**Fragmento para leer:**
La catástrofe es una opción real. El calentamiento global es, en buena parte, irreversible. Si no paramos en seco las emisiones de gases de efecto invernadero, las temperaturas subirán. La sexta gran extinción de especies ya ha empezado, y las especies perdidas son irrecuperables. Aun así, el colapso total es una opción, no un hecho predeterminado. Los científicos nos alertan que es (casi) inevitable. El catastrofismo, por lo tanto, nos sirve de alerta, de guía, de aviso de emergencia… pero nos podría llevar hasta la inacción. Si no podemos imaginar futuros mejores, ni siquiera a través de las películas de ciencia ficción, nunca ocurrirán. El futuro se construye a través de lo que hacemos en el presente. El futuro se disputa ahora. Nada está (totalmente) escrito. Aferrémonos a la última esperanza del filósofo y poeta Jorge Riechmann: podemos al menos «colapsarnos mejor».
Necesitamos imaginar un futuro posible para disputar el presente: ¿el catastrofismo ecologista lleva a la inacción?
Vivimos, como denuncia la filósofa Marina Garcés, una «condición póstuma» en un mundo amenazado por la catástrofe ecológica, económica y social. Vivimos resignados. Pero, como ella misma nos pregunta: ¿no hay alternativa al futuro? ¿No podemos imaginar nada nuevo? ¿Es imposible escaparnos de las prisiones de lo posible? “Vivimos en tiempo de agotamiento y de descuento. El presente no anuncia futuros, sino amenazas de destrucción. Describimos el futuro apocalíptico como un hecho irreversible”, lamentaba la filósofa barcelonesa en una entrevista en el programa La Klau Crítica charlando sobre su libreto Nueva ilustración radical.
Pero, en realidad, la catástrofe es también «una construcción ideológica, una construcción que ha asignado irreversibilidad a circunstancias que todavía no han pasado”. Y, por lo tanto, siempre según Garcés, “anulamos la posibilidad de cambiar las cosas y negamos el sujeto, es decir, que somos parte activa de nuestros futuros. Está claro que, si no hacemos nada, iremos mal. Pero podemos tomar una bifurcación. Y aquí es donde empieza la respuesta política».
¿Un ejemplo posible?
Un capítulo de la popular serie francesa L’éffondrement (El colapso) muestra cómo sería el momento del fin del petróleo en una gasolinera en el estado vecino. Básicamente, sin espóilers, muestra cómo los conductores se pelean, con un uso brutal de la violencia, por los últimos litros de gasóleo, mientras que unos cuantos acaparan el máximo que pueden y preparan la fuga en una furgoneta. Esto es lo que muchos suponemos que pasará cuando llegue el momento del colapso.

**Datos mostrados:**

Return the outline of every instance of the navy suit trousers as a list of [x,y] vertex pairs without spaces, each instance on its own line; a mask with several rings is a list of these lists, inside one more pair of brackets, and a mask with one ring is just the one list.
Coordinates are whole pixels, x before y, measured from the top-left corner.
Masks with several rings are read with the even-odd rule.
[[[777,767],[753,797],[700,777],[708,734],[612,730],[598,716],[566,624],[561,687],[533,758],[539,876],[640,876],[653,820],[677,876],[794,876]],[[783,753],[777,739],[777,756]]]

**Instrucciones:**
Responde a estas preguntas con datos del fragmento sobre el catastrofismo ecologista:
1. ¿Quién expresa la esperanza de «colapsarnos mejor»?
2. ¿En qué programa habló Marina Garcés de su libreto Nueva ilustración radical?
3. En el capítulo de L’éffondrement, ¿por qué se pelean los conductores en la gasolinera?

**Respuesta:**
1. El filósofo y poeta Jorge Riechmann.
2. En La Klau Crítica.
3. Por los últimos litros de gasóleo.